A difficult, but enlightening read
More than three decades after Chinese soldiers killed student protesters, the Communist party is still sniffing out even the faintest references to the Tiananmen Square massacre. But Sheng Keyi made it easy for government censors to find her. Her novel Death Fugue opens in the capital city of Beijing on the day a nine-storey tower of poo appears in Round Square.
The story that follows is a kind of Chaucerian refraction of the vicious military assault that shocked the world in 1989. From that mound of scatological humour emerges a pungent political satire that has, predictably, been banned in China, even as Sheng's work continues to generate gasps and praise. Now, almost 10 years after it was written, Death Fugue is being released by a small American publisher in an English translation by Shelly Bryant. Sadly, given Beijing's continuing tyrannical behaviour, this outlandish novel has lost none of its original relevance.
The reluctant hero of Death Fugue is Yuan Mengliu, a poet working in the literature department of the National Youth Administration for Elite Wisdom. Comically oversexed, Mengliu runs around with two other poets, forming a trio known as “The Three Musketeers.” He's not particularly interested in the mysterious mountain of feces in Round Square, but because his poetic comrades are, he gets caught up in the demonstrations. During a police raid he's briefly detained with a beautiful woman named Qizi, one of the leaders of the Tower Incident protesters.
We learn of those heady days in retrospect, as Sheng presents moments of romance and violence in a scramble of youthful exuberance.
But in the novel's equally unstable present time, Qizi has long since vanished, and Mengliu has abandoned poetry to become a surgeon. He remains obsessed with Qizi. Early in the novel, Mengliu, searching for Qizi, enters an ideal city-state called Swan Valley. Here in this heavenly realm of undisturbed peace, the men and women are people of excellence, and their children are profoundly mature. “There is no desire, no greed, no selfishness or distraction, only good deeds.”
Death Fugue is a relentless deconstruction of the Communist party's insistence that society can be perfected through enlightened centralized control.
Mengliu discovers that marriages, sexual relations and pregnancies are all carefully engineered “according to scientific principles” to ensure the best possible progeny. The full horror of that program only becomes apparent as Mengliu realizes he cannot leave Swan Valley.
Something about the environment of Swan Valley is corrupting his mind. That mental confusion is effectively reflected in the structure of Death Fugue; time and place shift erratically. The tone is weirdly chaotic. It's not an easy read, but is enlightening in a wholly unique way.
“Sometimes art is the only means by which we may find out the truth,” Sheng writes, “and the only tool flexible enough for its communication.”

◇ ◇ ◇

§ **What to work on**
1. Decide whether each statement below agrees with the Death Fugue review, answering yes or no and quoting the words of the review that settle it.
(a) The tower of poo that appears in Round Square is nine storeys tall.
(b) In the novel's present time, Mengliu has given up poetry to become a surgeon.
(c) The English translation is being released by a large British publisher.
2. Answer these questions using facts stated in the Death Fugue review.
(a) Who translated Death Fugue into English?
(b) What is the trio that Mengliu forms with two other poets known as?
(c) What is the name of the city-state that Mengliu enters while searching for Qizi?
3. Duplicate the passage of the Death Fugue review from "Mengliu discovers that" up to and including "wholly unique way.".

◇ ◇ ◇

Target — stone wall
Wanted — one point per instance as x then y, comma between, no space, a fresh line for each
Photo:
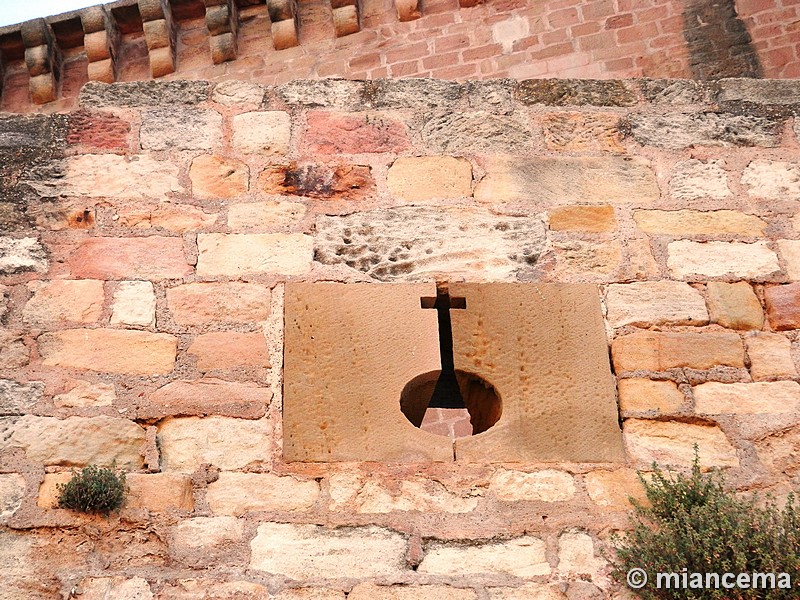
148,237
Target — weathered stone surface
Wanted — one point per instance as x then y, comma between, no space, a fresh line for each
19,255
12,490
568,180
144,93
698,222
370,591
523,557
199,304
218,177
783,306
582,132
81,394
572,92
203,541
207,396
772,180
110,351
713,398
180,129
429,177
418,242
239,493
676,131
265,215
234,255
659,351
655,303
264,133
542,486
76,441
734,305
456,132
593,219
694,179
336,133
62,300
134,304
158,492
770,356
720,259
188,442
152,257
672,443
641,395
304,552
576,554
112,176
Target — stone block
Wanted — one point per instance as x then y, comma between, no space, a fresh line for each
734,305
207,396
201,304
422,242
234,255
124,352
690,260
521,557
659,351
76,441
305,552
541,486
649,303
239,493
134,304
671,443
555,181
713,398
154,258
265,133
188,442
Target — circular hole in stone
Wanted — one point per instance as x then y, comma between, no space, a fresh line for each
483,406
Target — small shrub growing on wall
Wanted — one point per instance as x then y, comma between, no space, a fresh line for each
694,527
93,490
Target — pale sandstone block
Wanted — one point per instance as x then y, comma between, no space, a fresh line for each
645,394
304,552
134,304
59,301
224,442
734,305
76,441
718,259
655,303
429,177
679,223
110,351
239,493
659,351
770,356
522,557
265,133
234,255
672,443
542,486
775,397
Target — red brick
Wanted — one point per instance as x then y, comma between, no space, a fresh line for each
151,257
334,133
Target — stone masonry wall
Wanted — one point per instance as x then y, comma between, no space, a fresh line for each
146,241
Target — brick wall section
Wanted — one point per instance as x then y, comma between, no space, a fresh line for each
142,269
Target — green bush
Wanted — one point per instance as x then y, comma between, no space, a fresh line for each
693,525
93,490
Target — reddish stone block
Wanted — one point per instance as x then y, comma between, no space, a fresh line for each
334,133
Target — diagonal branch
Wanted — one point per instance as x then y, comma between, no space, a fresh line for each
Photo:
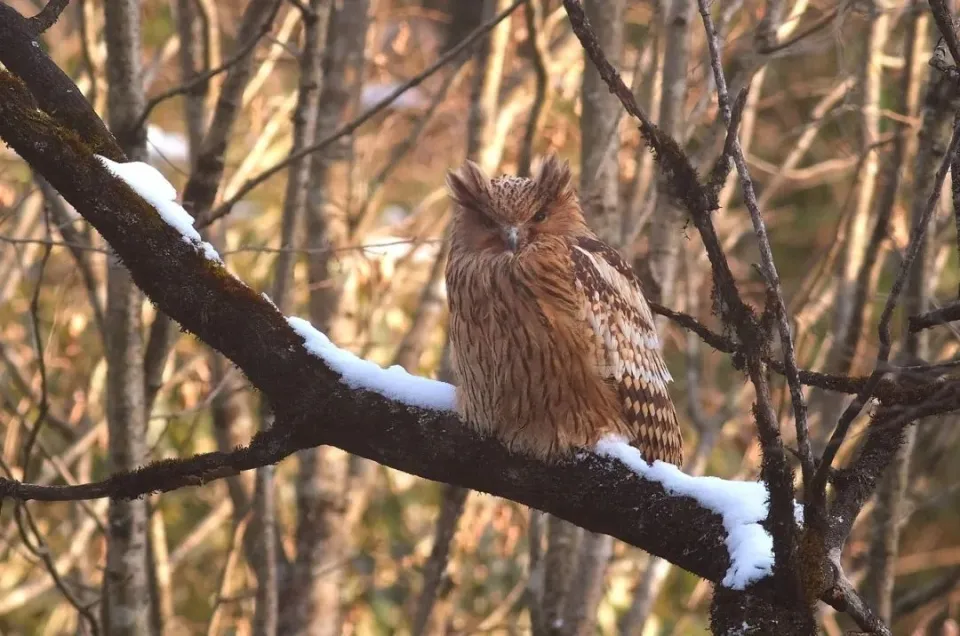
48,16
883,355
768,267
312,406
684,185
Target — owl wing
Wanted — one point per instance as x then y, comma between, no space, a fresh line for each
627,347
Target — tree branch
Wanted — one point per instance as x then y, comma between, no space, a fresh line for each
48,16
312,406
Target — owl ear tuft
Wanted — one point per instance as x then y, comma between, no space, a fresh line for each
554,178
468,186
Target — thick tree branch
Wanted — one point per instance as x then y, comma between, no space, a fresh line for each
312,406
53,90
700,201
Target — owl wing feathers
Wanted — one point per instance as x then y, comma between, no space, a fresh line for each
627,348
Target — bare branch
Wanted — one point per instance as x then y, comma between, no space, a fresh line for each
949,313
48,16
883,355
767,264
843,597
942,16
202,78
348,128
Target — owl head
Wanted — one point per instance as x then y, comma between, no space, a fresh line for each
512,214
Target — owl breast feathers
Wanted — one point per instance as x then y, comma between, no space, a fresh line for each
552,340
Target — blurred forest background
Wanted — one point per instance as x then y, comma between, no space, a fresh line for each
844,126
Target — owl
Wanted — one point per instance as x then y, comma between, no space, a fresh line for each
552,341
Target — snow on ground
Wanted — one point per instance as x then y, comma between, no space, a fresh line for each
150,184
393,383
741,504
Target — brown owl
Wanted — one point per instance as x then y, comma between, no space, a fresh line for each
552,340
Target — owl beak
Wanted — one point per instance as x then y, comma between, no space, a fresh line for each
512,236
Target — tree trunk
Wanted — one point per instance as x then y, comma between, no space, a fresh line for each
126,604
942,100
322,479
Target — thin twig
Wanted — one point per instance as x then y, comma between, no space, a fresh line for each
48,16
768,266
41,362
933,318
200,78
941,15
348,128
917,233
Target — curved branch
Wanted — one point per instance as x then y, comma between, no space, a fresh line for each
312,406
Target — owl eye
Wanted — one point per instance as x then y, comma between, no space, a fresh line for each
486,221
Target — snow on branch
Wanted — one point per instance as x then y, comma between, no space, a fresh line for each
394,383
154,188
743,506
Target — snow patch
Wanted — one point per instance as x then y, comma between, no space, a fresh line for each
394,382
741,504
166,146
154,188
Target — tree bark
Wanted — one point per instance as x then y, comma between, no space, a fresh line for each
322,479
126,604
941,100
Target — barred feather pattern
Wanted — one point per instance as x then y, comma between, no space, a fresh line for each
628,348
552,341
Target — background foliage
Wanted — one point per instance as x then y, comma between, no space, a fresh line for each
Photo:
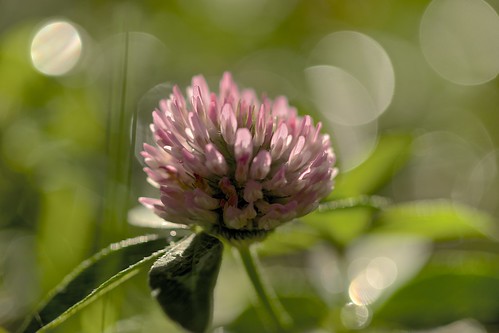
421,254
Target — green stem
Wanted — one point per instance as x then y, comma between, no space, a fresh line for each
274,311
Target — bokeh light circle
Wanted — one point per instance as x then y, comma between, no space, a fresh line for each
365,60
339,96
56,48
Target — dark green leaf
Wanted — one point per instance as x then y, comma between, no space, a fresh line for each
438,219
307,313
442,299
95,276
389,156
184,278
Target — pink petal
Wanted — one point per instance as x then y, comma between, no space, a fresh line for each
260,166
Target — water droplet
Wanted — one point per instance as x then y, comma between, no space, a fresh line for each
355,316
381,272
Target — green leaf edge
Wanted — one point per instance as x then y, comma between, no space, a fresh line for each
108,285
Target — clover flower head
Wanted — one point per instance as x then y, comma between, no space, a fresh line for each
233,164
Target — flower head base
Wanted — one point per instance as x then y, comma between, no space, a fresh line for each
232,164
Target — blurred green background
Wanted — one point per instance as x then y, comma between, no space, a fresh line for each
413,82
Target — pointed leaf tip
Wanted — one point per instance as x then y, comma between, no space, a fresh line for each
183,280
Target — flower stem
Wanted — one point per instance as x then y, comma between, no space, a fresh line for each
275,314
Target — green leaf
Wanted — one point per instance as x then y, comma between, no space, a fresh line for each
307,313
94,277
438,219
289,238
340,226
183,280
389,156
442,299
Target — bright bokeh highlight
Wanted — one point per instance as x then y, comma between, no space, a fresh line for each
56,48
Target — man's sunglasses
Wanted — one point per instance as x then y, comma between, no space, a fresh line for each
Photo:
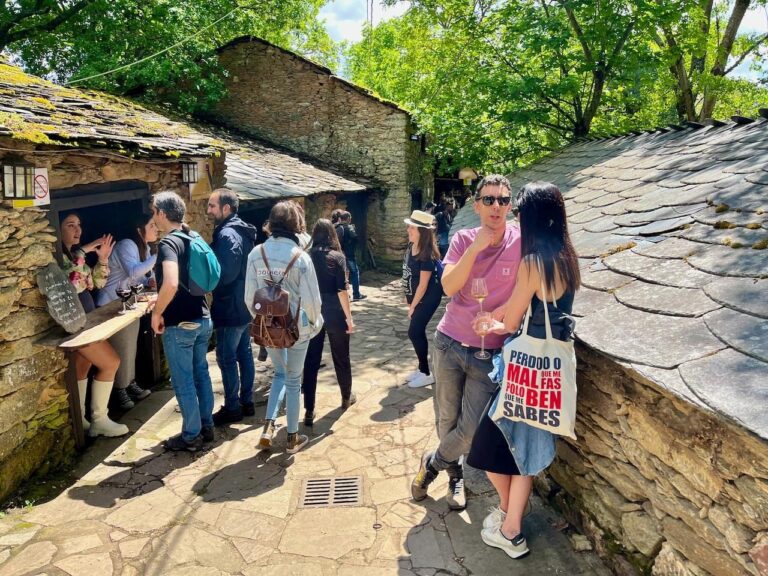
489,200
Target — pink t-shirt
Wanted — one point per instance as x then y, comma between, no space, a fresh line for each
498,265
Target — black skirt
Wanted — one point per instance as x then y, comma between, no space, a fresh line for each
490,451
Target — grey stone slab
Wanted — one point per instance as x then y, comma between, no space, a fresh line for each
725,261
737,237
604,280
746,333
591,245
589,301
666,272
745,196
654,228
712,217
742,294
647,338
600,225
669,300
733,385
673,248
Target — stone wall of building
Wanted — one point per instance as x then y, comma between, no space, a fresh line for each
35,430
287,100
660,486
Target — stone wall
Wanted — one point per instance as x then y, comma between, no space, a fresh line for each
35,431
660,486
287,100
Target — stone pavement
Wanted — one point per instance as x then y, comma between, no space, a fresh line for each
233,510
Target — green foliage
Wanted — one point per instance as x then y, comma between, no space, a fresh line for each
499,83
108,34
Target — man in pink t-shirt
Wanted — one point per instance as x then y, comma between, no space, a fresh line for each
462,385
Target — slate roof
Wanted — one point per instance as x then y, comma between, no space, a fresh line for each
672,234
258,171
41,112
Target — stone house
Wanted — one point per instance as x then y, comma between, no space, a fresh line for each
104,156
285,99
670,471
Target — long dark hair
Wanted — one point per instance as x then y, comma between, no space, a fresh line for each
544,234
137,233
324,235
427,245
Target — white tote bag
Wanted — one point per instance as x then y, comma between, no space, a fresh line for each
539,382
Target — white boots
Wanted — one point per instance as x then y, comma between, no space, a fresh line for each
101,425
82,386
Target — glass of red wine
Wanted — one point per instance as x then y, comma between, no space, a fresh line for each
125,295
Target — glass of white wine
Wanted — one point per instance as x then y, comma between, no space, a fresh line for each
484,323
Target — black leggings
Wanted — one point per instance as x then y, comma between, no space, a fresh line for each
340,354
417,330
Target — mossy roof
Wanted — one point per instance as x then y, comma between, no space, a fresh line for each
38,111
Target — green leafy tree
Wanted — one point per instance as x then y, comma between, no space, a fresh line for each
123,37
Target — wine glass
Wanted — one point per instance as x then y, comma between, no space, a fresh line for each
125,295
136,289
479,290
484,323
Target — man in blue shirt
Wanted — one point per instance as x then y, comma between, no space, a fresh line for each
233,240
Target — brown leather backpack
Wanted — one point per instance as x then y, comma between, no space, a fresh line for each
273,326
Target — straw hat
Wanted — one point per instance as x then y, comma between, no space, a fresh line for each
420,219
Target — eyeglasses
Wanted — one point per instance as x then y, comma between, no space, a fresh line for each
489,200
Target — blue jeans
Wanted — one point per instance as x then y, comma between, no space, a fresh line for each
289,366
185,350
462,393
233,350
354,277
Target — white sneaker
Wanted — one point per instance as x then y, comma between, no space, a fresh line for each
514,548
413,375
495,519
421,381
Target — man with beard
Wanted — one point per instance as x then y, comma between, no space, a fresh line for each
233,240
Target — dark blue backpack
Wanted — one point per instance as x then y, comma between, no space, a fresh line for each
203,268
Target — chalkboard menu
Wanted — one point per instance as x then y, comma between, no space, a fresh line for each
63,304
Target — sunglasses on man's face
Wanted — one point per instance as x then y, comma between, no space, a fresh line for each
489,200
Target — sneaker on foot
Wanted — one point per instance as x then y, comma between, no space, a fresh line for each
224,416
208,434
347,402
178,444
137,392
495,519
295,442
455,496
514,548
413,375
421,381
265,442
123,400
424,477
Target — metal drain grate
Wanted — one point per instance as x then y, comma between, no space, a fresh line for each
331,492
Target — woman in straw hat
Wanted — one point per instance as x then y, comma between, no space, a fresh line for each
423,291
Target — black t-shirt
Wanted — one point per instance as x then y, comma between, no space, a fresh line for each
331,270
412,269
184,307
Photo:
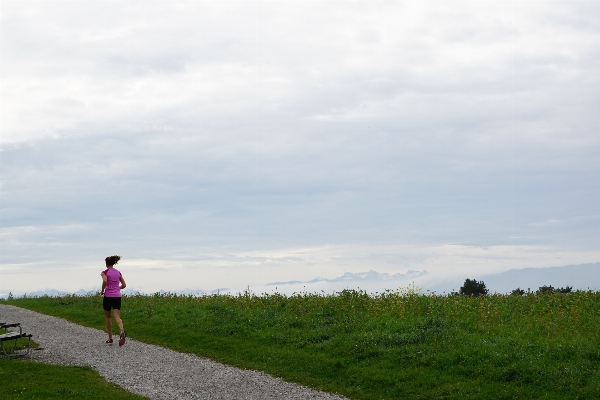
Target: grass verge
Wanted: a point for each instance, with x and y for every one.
(389, 346)
(26, 379)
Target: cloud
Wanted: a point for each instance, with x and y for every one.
(194, 128)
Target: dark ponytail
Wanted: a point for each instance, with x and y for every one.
(112, 260)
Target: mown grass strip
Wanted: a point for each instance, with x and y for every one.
(389, 346)
(26, 379)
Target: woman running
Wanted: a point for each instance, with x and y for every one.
(111, 290)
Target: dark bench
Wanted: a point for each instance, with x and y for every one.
(7, 336)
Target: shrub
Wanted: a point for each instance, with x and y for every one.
(473, 288)
(567, 289)
(546, 290)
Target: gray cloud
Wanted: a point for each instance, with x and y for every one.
(167, 128)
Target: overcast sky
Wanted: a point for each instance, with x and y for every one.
(226, 144)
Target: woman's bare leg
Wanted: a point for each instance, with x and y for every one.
(108, 324)
(117, 315)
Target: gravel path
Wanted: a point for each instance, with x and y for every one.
(149, 370)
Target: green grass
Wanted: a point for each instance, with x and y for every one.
(21, 378)
(389, 346)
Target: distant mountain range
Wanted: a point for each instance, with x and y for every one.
(579, 277)
(349, 277)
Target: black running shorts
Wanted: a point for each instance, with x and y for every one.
(111, 302)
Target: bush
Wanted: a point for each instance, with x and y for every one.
(567, 289)
(545, 290)
(473, 288)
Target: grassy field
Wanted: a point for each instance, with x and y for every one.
(389, 346)
(24, 379)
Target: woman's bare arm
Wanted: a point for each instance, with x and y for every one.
(104, 280)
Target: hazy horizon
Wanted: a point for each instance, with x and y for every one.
(229, 144)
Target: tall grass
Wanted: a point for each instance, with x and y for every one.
(392, 345)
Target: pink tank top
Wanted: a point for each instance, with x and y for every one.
(113, 281)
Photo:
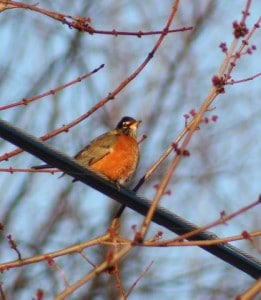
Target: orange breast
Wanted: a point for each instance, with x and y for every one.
(121, 163)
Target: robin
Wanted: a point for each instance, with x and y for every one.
(114, 154)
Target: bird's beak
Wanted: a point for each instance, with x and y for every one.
(136, 124)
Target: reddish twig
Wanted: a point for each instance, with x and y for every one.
(26, 101)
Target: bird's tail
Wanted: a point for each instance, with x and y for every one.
(41, 167)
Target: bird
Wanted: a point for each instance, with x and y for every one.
(114, 154)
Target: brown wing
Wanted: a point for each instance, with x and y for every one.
(97, 149)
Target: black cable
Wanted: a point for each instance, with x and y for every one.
(174, 223)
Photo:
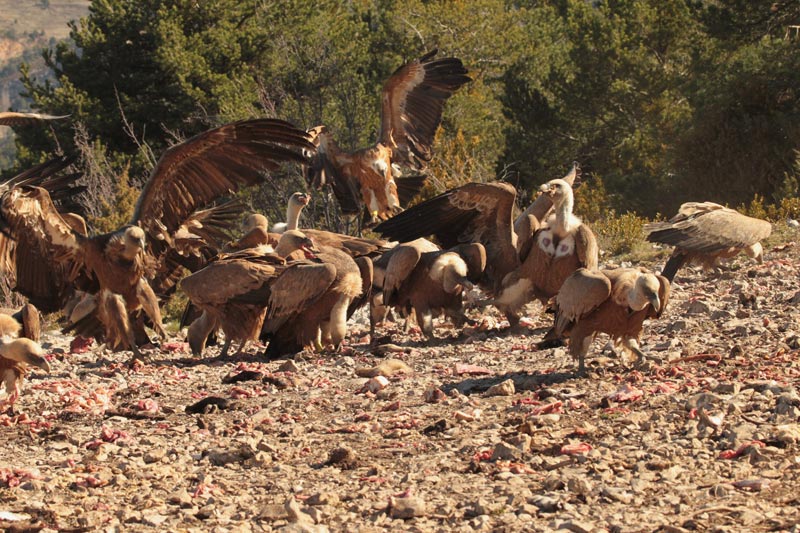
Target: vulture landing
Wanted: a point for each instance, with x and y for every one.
(705, 232)
(615, 302)
(186, 178)
(412, 103)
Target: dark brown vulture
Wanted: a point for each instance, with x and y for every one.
(234, 290)
(431, 283)
(186, 178)
(13, 118)
(412, 102)
(705, 232)
(483, 213)
(615, 302)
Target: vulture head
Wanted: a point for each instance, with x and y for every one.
(133, 241)
(644, 292)
(255, 221)
(293, 240)
(558, 190)
(300, 199)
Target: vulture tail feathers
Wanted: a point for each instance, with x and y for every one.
(675, 262)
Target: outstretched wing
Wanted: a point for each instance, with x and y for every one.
(708, 228)
(582, 292)
(476, 212)
(412, 103)
(194, 173)
(12, 118)
(46, 257)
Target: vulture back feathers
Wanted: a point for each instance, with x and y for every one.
(706, 232)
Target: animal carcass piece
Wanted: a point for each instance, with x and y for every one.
(117, 265)
(413, 99)
(615, 302)
(431, 283)
(705, 232)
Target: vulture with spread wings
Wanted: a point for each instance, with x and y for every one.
(186, 178)
(412, 102)
(705, 232)
(520, 266)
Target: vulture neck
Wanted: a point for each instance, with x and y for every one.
(565, 222)
(293, 215)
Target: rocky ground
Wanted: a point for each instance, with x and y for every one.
(477, 432)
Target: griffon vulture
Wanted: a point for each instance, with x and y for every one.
(483, 213)
(322, 319)
(235, 290)
(16, 355)
(412, 102)
(431, 283)
(186, 178)
(615, 302)
(705, 232)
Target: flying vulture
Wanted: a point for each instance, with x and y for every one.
(615, 302)
(431, 283)
(705, 232)
(234, 290)
(412, 102)
(519, 267)
(13, 118)
(186, 178)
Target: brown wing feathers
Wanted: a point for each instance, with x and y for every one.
(191, 175)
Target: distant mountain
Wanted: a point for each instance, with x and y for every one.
(27, 27)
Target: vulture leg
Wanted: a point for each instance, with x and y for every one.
(675, 262)
(225, 347)
(149, 302)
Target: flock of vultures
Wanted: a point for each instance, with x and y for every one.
(295, 288)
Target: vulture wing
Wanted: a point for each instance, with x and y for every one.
(353, 246)
(51, 257)
(194, 173)
(299, 285)
(402, 263)
(412, 103)
(476, 212)
(324, 168)
(11, 118)
(582, 292)
(709, 228)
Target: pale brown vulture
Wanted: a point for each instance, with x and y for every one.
(412, 102)
(431, 283)
(483, 213)
(235, 290)
(615, 302)
(14, 118)
(15, 356)
(705, 232)
(327, 303)
(186, 178)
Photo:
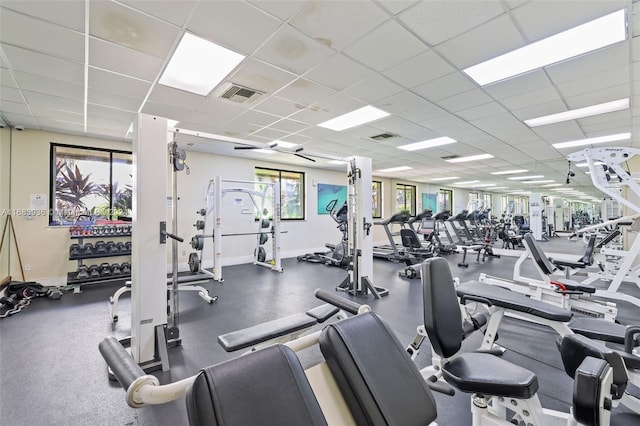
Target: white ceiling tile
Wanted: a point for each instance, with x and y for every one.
(536, 97)
(465, 100)
(519, 85)
(338, 23)
(400, 102)
(540, 19)
(595, 82)
(419, 69)
(67, 13)
(373, 89)
(226, 23)
(481, 111)
(609, 58)
(170, 96)
(423, 113)
(127, 27)
(304, 91)
(282, 9)
(113, 100)
(261, 76)
(176, 13)
(21, 120)
(41, 100)
(277, 106)
(113, 57)
(167, 111)
(46, 116)
(44, 65)
(118, 83)
(489, 40)
(338, 72)
(10, 94)
(379, 49)
(36, 83)
(32, 34)
(338, 104)
(443, 87)
(270, 134)
(397, 6)
(288, 126)
(291, 50)
(437, 21)
(14, 107)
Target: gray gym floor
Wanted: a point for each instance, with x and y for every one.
(51, 372)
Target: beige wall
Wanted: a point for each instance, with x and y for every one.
(44, 249)
(5, 167)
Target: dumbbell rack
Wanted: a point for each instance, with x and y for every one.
(71, 276)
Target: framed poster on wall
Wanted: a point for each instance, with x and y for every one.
(327, 193)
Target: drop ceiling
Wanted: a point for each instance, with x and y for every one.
(88, 67)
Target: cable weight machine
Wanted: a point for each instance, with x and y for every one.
(360, 241)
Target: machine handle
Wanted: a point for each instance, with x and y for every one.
(341, 302)
(121, 363)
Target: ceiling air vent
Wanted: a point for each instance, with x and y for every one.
(239, 94)
(383, 136)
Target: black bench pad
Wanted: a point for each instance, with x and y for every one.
(378, 380)
(576, 286)
(514, 301)
(266, 387)
(599, 329)
(487, 374)
(323, 312)
(256, 334)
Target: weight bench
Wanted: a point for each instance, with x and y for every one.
(279, 330)
(185, 283)
(498, 386)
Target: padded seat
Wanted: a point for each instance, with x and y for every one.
(512, 300)
(250, 336)
(378, 380)
(487, 374)
(267, 387)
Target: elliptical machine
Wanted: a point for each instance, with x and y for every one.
(338, 253)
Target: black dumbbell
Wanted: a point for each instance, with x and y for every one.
(115, 269)
(94, 271)
(101, 247)
(105, 270)
(75, 250)
(88, 249)
(83, 272)
(112, 248)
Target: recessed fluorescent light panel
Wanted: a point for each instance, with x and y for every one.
(525, 177)
(198, 65)
(574, 114)
(354, 118)
(431, 143)
(470, 158)
(510, 172)
(592, 141)
(446, 178)
(395, 169)
(593, 35)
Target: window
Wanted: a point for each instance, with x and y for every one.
(89, 181)
(445, 200)
(406, 198)
(291, 191)
(376, 198)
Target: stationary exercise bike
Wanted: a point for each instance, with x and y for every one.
(338, 253)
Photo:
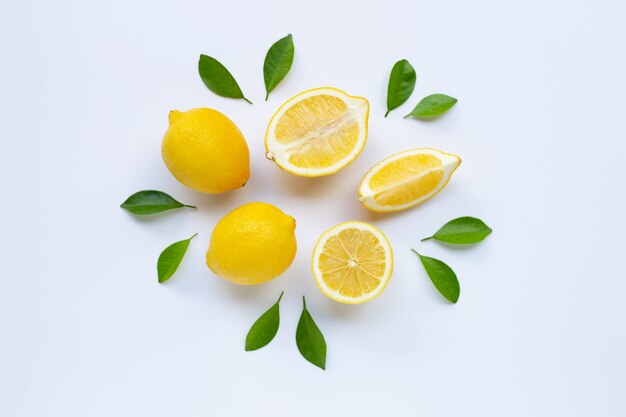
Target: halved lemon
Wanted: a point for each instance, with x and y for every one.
(352, 262)
(406, 179)
(318, 132)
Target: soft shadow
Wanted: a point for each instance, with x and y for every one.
(302, 186)
(158, 217)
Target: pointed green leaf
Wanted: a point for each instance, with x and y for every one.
(401, 84)
(170, 258)
(442, 276)
(265, 328)
(310, 339)
(150, 202)
(432, 106)
(218, 79)
(277, 63)
(462, 231)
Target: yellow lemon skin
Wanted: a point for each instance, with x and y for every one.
(205, 151)
(252, 244)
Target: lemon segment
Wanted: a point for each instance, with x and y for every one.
(352, 262)
(406, 179)
(318, 132)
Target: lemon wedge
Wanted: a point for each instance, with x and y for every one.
(317, 132)
(406, 179)
(352, 262)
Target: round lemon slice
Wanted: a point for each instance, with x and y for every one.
(318, 132)
(352, 262)
(406, 179)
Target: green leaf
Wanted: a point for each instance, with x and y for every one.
(171, 257)
(442, 276)
(462, 231)
(265, 328)
(401, 84)
(218, 79)
(277, 63)
(310, 339)
(150, 202)
(432, 106)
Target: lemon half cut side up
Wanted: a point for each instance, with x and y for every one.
(317, 132)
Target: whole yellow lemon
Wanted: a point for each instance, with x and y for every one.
(205, 150)
(252, 244)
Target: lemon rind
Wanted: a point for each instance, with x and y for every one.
(355, 103)
(450, 162)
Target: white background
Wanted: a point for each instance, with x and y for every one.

◇ ◇ ◇

§ **Solutions to the tasks**
1.
(a) Yes: "a nine-storey tower of poo appears in Round Square"
(b) Yes: "Mengliu has abandoned poetry to become a surgeon"
(c) No: "is being released by a small American publisher"

2.
(a) Shelly Bryant
(b) "The Three Musketeers"
(c) Swan Valley

3.
Mengliu discovers that marriages, sexual relations and pregnancies are all carefully engineered “according to scientific principles” to ensure the best possible progeny. The full horror of that program only becomes apparent as Mengliu realizes he cannot leave Swan Valley.
Something about the environment of Swan Valley is corrupting his mind. That mental confusion is effectively reflected in the structure of Death Fugue; time and place shift erratically. The tone is weirdly chaotic. It's not an easy read, but is enlightening in a wholly unique way.